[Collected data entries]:
+ + + + +
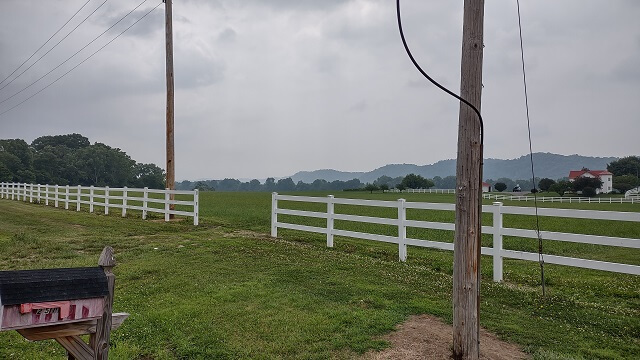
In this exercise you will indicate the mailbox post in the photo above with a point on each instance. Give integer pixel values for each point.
(63, 304)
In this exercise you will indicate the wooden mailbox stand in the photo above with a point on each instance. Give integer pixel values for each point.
(63, 304)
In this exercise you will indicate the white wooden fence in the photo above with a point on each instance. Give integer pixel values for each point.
(569, 199)
(424, 191)
(123, 198)
(497, 229)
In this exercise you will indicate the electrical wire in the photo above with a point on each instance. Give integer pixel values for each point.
(45, 43)
(72, 56)
(533, 174)
(415, 63)
(82, 62)
(54, 46)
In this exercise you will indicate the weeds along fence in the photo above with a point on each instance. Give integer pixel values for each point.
(497, 229)
(145, 200)
(597, 200)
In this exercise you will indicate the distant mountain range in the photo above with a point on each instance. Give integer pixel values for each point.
(553, 166)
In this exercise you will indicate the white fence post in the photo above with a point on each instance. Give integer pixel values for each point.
(274, 214)
(144, 202)
(78, 198)
(402, 230)
(167, 198)
(124, 201)
(196, 206)
(91, 199)
(106, 200)
(330, 212)
(497, 241)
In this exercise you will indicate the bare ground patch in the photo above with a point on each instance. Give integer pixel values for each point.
(427, 337)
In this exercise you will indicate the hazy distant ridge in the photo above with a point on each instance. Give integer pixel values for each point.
(548, 165)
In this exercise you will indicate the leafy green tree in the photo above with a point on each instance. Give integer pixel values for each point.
(371, 187)
(71, 141)
(625, 183)
(510, 183)
(102, 165)
(413, 181)
(203, 186)
(254, 185)
(17, 157)
(629, 165)
(500, 187)
(561, 187)
(352, 184)
(148, 175)
(545, 184)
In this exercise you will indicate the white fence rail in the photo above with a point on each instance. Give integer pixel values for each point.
(569, 199)
(106, 197)
(497, 229)
(425, 191)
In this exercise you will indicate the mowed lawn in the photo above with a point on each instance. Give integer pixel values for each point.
(225, 290)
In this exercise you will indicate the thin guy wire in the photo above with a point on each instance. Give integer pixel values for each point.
(415, 63)
(46, 42)
(72, 56)
(533, 174)
(54, 46)
(82, 62)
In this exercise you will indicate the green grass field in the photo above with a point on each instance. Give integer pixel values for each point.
(225, 290)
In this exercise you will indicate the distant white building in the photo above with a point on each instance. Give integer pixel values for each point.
(486, 187)
(605, 176)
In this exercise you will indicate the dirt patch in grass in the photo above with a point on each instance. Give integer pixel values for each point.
(427, 337)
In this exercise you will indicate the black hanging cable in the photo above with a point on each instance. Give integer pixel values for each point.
(45, 43)
(533, 174)
(54, 46)
(415, 63)
(72, 56)
(82, 62)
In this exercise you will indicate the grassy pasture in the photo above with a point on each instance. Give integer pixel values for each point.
(225, 290)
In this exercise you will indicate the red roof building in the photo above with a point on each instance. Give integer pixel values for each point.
(573, 174)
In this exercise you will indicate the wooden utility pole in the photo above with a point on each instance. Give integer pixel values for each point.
(171, 176)
(466, 265)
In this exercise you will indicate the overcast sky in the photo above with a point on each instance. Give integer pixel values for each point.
(271, 87)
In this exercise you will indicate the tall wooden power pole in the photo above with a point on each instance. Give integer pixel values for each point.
(171, 166)
(466, 268)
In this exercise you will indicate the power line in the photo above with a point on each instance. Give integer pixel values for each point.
(415, 63)
(54, 46)
(72, 56)
(82, 62)
(533, 174)
(46, 42)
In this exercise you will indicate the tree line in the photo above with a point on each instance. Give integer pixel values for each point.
(72, 160)
(625, 172)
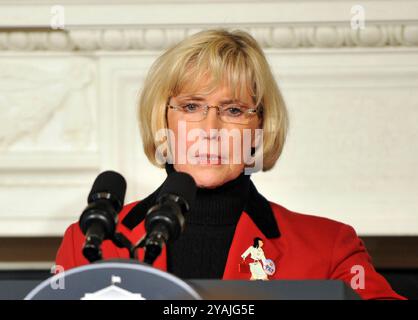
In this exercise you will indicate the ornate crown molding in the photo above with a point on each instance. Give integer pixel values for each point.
(276, 37)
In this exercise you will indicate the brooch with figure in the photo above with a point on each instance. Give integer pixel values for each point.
(260, 267)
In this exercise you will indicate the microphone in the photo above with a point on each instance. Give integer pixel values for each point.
(99, 219)
(164, 221)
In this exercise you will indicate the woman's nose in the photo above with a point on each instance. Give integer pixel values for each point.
(211, 120)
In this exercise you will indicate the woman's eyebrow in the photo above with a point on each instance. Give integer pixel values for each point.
(200, 98)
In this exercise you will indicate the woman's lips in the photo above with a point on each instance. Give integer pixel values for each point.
(209, 159)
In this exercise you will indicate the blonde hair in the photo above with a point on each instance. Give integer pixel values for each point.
(232, 57)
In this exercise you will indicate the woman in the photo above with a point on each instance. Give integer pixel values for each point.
(202, 108)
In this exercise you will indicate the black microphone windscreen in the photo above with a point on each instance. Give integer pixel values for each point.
(109, 182)
(180, 184)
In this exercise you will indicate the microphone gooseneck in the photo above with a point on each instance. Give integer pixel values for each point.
+ + + + +
Write every entry out again exactly, dropping the pictures.

In this exercise you will indicate the mailbox post in the photo above with a point on each instance. Give integer pixel values for each point.
(63, 304)
In this exercise you will indicate the wooden mailbox stand in the photo above with a point on each instance. Give integer pixel values for each point.
(63, 304)
In this exercise you will indicate the white wooden fence in the photo above with a point on each instance. Give integer pixel values for each point.
(569, 199)
(424, 191)
(123, 198)
(497, 229)
In this exercise you will indicate the electrical wire in the photo above with a point on each instance. Give integer pixel values for each point.
(45, 43)
(72, 56)
(533, 174)
(415, 63)
(82, 62)
(54, 46)
In this exercise you will indicate the weeds along fence in the photo above with a point on each instance. Give integer pixel values for each point.
(497, 229)
(145, 200)
(597, 200)
In this exercise you will indicate the distant mountain range in the photo above with a point on each instance. Give integer pixel values for each point.
(553, 166)
In this exercise you will indicate the white fence post in the photo above with a point on each instance. Give integer pixel values for each point.
(274, 214)
(144, 202)
(78, 198)
(402, 230)
(167, 198)
(124, 201)
(196, 206)
(91, 199)
(106, 200)
(330, 212)
(497, 241)
In this exercise you will indicate the bare ground patch in the photo above with a point on each instance. Give integer pixel values for each point.
(427, 337)
In this exercise you will indicate the hazy distant ridge in the photo above with a point on each instance. Give integer pixel values for each point.
(548, 165)
In this exercise you will indicate the leafy green tree in the photo above with a point on each instance. Give integer pixel values for each point.
(371, 187)
(71, 141)
(625, 183)
(510, 183)
(102, 165)
(413, 181)
(203, 186)
(254, 185)
(17, 157)
(629, 165)
(500, 187)
(561, 187)
(352, 184)
(148, 175)
(545, 184)
In this exercise you will indicate the white fence rail in the photo above with a point on each instance. Give integer pixel values for each point.
(569, 199)
(106, 197)
(497, 229)
(425, 191)
In this exercise you will indicate the mowed lawn in the photo above with a point on each instance. Give integer pixel values for each point.
(225, 290)
In this exercise you will indicate the thin guy wire in the photo above with a point on each instance. Give integer pixel values for each point.
(415, 63)
(46, 42)
(72, 56)
(533, 174)
(54, 46)
(82, 62)
In this exercise you will indicate the green grass field in the photo above with a point on each instance. Give integer pixel values for each point.
(225, 290)
In this exercise you will indicate the distant white building in the photo above with a point on each instance. Give integer pixel values for each point.
(486, 187)
(605, 176)
In this exercise you will indicate the dirt patch in grass in the photo above with a point on each instance. Give integer pixel values for each point.
(427, 337)
In this exercise you will indicate the black hanging cable in the photo above with a point on each instance. Give integer pixel values for each point.
(45, 43)
(533, 174)
(54, 46)
(415, 63)
(72, 56)
(82, 62)
In this exercise you will indicate the grassy pasture in the photo above with a point on each instance. Give integer pixel values for each point.
(225, 290)
In this exercise you will indicate the red roof building in the photo above with a point on each instance. Give integer pixel values for each point.
(573, 174)
In this exercise you will indicate the wooden utility pole in the photo above with a point on each instance. Give integer pixel values for each point.
(171, 176)
(466, 265)
In this exercise you will indicate the overcast sky in the photo above with a point on each instance. Give integer pixel values for each point.
(271, 87)
In this exercise you will indicate the tall wooden power pole in the photo above with a point on each instance. Give integer pixel values for each point.
(171, 166)
(466, 268)
In this exercise you will indicate the power line in the photo above with a point on each instance. Give integer pixel values for each point.
(415, 63)
(54, 46)
(72, 56)
(82, 62)
(533, 174)
(46, 42)
In this exercise you will indicate the tree line in the photo above with a point on each instance. Give integer pixel values for each point.
(72, 160)
(625, 172)
In this exercise you will indicate the ornate crown molding in the photo above with a point on each instance. Give integer pixel values for each point.
(276, 37)
In this exercise you will indicate the brooch with figure in the photo above with a point on each instance. Give integer pixel values for each point.
(260, 267)
In this exercise you will indicate the microphone in the photo above with a point on each instance. Give integer pixel values for each point.
(99, 219)
(164, 221)
In this exercise you will indicate the woman's nose in the photo above with a point on each instance. Give integer pixel values for each point.
(211, 120)
In this exercise you will indicate the woman's eyebrow in the photo above with a point on each instance. Give integer pixel values for each point.
(200, 98)
In this exercise you will indicate the woman's lips in the photo above with a point on each instance. Give integer pixel values for each point.
(209, 159)
In this exercise you will indicate the blonde hair in the photo above with a point on each instance. Give integer pixel values for each point.
(232, 57)
In this exercise you will indicate the woman in the photo above with a point on each instance. Give integer pixel values for each point.
(202, 108)
In this exercise you will indicate the black microphone windscreen in the photo above with a point on each instance. Give integer pixel values for each point.
(109, 182)
(180, 184)
In this exercise you will indicate the microphone gooseneck in the photo above with a point on each instance. Give integer pixel values for each point.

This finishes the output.